### Task brief
Please rewrite the PowerJob online logging article, starting at "PowerJob online logging" and ending at "ignore it automatically).", with "developers" renamed to "engineers".

### Provided passage

This article is intended for those with basic Java knowledge

Author: HelloGitHub – Salieri

HelloGitHub introduces the Open Source project series.

Project Address:

Github.com/KFCFans/Pow…

PowerJob online logging is a well-received feature. It can display the logs generated by developers during task processing in real time on the front-end interface, helping developers better monitor the execution of tasks. The following figure shows its functions (the front interface is a little ugly, please ignore it automatically).

The function of online logging sounds very simple at first glance. It is nothing more than the worker sending log data to the server, which is displayed in the front end after the server receives it. However, for PowerJob, a system that supports distributed deployment of all nodes and distributed computing, there are still many difficulties. Briefly speaking, there are the following points:

  1. Many-to-many problem: In the ideal deployment mode of PowerJob, there are multiple servers and multiple workers. When a task starts distributed computing, its logs are scattered on each machine. To display the logs uniformly in the front end, a collector is required to gather the scattered logs together.

### Source material
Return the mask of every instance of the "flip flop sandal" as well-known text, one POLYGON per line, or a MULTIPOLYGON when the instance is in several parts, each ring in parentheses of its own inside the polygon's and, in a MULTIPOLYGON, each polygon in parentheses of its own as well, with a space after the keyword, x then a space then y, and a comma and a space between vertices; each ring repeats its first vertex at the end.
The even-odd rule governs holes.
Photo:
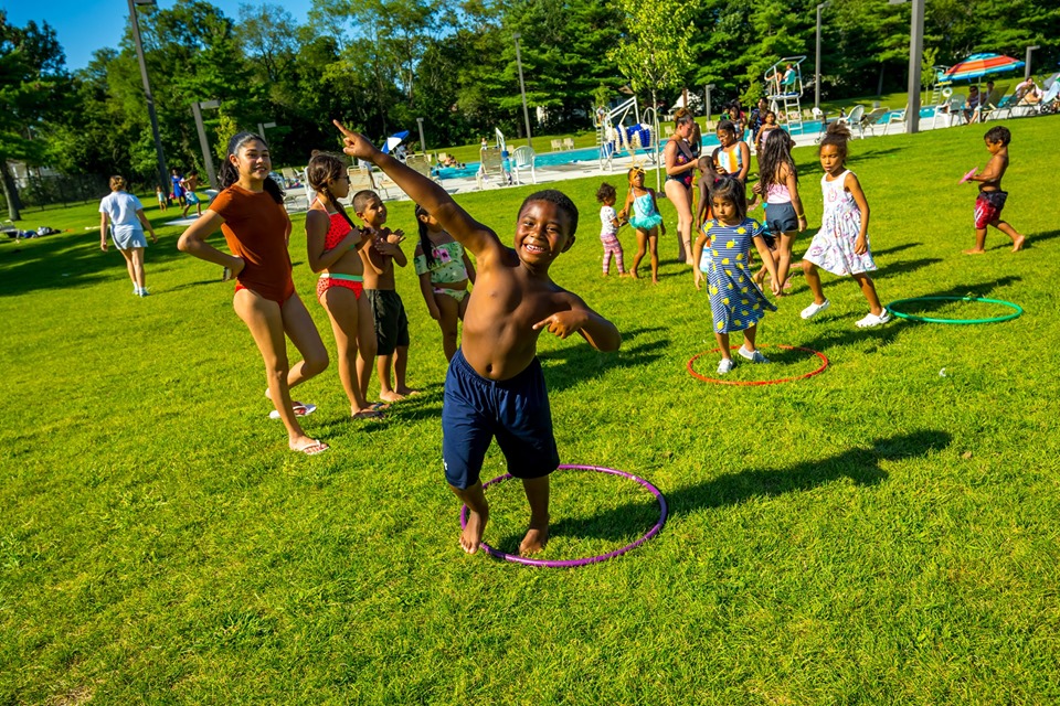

### Written response
PowerJob online logging is a well-received feature. It can display the logs generated by engineers during task processing in real time on the front-end interface, helping engineers better monitor the execution of tasks. The following figure shows its functions (the front interface is a little ugly, please ignore it automatically).